::: Texto de origem :::
Apae de Campo Mourão alerta para retrocesso com ação que ameaça a educação especializada
A equipe da Associação de Pais e Amigos dos Excepcionais (Apae) de Campo Mourão, assim como representantes e familiares ligados à educação especial no Paraná, está apreensiva com o futuro das escolas especializadas. A preocupação é decorrente do ajuizamento da Ação Direta de Inconstitucionalidade (ADI) nº 7796 no Supremo Tribunal Federal (STF), em março deste ano, pela Federação Brasileira das Associações de Síndrome de Down. A ação questiona a legalidade de leis estaduais que sustentam esse modelo de ensino, o que pode resultar no fechamento dessas instituições no estado. Para a direção e a presidência da Apae local, a medida representa um “retrocesso” no atendimento às pessoas com deficiência.
A referida ação busca a invalidação das Leis Estaduais nº 17.656/2013 e nº 18.419/2015, que reconhecem e asseguram o apoio do Estado à modalidade de educação especial, promovida por entidades filantrópicas como as Apaes. Segundo o presidente da Apae de Campo Mourão, Luciano Rosa, a defesa da federação é de que as Apaes não têm natureza inclusiva e que elas estariam segregando as pessoas com deficiência, como a Síndrome de Down, com a defesa de que elas deveriam estar na educação regular.
:::
- [Tarefas a fazer]
1. Escreva de novo o trecho da notícia sobre a Apae que vai de "A referida ação" até "na educação regular.", trocando "entidades filantrópicas" por "instituições beneficentes".
2. Quais siglas aparecem na notícia sobre a Apae? Escreva cada uma junto com o nome completo que a notícia dá para ela.
3. Segundo a notícia sobre a Apae, quem entrou com a ADI nº 7796 no STF?
::: Conjunto de dados :::
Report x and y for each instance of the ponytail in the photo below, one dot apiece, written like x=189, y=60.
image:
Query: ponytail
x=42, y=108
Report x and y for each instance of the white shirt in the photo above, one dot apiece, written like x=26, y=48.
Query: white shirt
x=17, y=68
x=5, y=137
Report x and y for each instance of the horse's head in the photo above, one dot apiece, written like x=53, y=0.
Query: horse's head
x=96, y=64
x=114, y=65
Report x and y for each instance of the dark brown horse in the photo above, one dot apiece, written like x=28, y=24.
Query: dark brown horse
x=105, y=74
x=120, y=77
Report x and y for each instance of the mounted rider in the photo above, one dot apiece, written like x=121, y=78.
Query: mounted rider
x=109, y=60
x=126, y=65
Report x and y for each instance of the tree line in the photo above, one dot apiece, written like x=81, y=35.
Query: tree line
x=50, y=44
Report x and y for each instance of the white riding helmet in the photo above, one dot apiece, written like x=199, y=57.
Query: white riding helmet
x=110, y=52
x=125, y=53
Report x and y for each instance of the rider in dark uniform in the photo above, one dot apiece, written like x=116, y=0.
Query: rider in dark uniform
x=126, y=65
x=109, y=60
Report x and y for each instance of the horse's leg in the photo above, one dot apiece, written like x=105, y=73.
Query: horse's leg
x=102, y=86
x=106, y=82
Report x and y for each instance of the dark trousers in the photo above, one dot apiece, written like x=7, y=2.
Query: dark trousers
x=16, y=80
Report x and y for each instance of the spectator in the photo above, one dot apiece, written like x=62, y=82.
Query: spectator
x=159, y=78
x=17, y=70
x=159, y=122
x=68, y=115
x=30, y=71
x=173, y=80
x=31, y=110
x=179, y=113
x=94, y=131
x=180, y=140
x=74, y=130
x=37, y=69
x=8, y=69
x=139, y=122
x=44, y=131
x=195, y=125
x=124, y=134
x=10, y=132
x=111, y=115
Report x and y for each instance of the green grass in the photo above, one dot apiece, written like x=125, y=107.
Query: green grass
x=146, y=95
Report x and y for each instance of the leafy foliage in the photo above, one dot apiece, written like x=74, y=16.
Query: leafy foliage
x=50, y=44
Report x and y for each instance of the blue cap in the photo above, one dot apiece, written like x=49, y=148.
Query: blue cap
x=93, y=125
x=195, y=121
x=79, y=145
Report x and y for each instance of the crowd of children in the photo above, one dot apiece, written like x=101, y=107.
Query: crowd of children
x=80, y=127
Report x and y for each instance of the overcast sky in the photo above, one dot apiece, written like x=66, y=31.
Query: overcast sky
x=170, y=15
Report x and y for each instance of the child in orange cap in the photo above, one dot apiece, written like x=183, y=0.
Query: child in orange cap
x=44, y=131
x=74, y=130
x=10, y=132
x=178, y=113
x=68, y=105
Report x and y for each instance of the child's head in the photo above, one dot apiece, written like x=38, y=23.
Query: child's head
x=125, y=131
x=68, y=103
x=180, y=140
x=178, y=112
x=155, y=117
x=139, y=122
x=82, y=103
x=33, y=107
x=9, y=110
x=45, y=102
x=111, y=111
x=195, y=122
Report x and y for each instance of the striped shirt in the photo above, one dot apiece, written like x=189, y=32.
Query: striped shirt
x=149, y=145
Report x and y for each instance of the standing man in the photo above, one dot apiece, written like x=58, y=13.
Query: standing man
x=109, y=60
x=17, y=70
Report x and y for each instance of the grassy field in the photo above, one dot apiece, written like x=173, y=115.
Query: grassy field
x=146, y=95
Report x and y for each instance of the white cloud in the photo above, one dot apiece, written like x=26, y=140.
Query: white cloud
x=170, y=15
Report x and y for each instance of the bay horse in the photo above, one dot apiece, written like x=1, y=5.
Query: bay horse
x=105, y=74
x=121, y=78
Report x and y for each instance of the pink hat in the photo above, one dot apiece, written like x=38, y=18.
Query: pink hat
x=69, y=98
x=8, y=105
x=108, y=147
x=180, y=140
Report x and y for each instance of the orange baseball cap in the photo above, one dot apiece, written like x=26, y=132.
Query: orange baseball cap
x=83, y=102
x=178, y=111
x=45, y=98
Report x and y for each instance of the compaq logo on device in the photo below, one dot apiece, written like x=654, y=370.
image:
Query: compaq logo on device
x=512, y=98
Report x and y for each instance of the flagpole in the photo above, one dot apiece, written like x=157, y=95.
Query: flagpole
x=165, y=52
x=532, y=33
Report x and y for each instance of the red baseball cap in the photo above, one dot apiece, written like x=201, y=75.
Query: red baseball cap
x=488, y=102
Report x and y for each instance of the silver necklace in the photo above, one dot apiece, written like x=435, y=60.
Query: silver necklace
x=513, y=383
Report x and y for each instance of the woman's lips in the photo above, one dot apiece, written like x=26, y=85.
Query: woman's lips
:::
- [Respostas por tarefa]
1.
A referida ação busca a invalidação das Leis Estaduais nº 17.656/2013 e nº 18.419/2015, que reconhecem e asseguram o apoio do Estado à modalidade de educação especial, promovida por instituições beneficentes como as Apaes. Segundo o presidente da Apae de Campo Mourão, Luciano Rosa, a defesa da federação é de que as Apaes não têm natureza inclusiva e que elas estariam segregando as pessoas com deficiência, como a Síndrome de Down, com a defesa de que elas deveriam estar na educação regular.

2.
- Apae: Associação de Pais e Amigos dos Excepcionais
- ADI: Ação Direta de Inconstitucionalidade
- STF: Supremo Tribunal Federal

3. A Federação Brasileira das Associações de Síndrome de Down.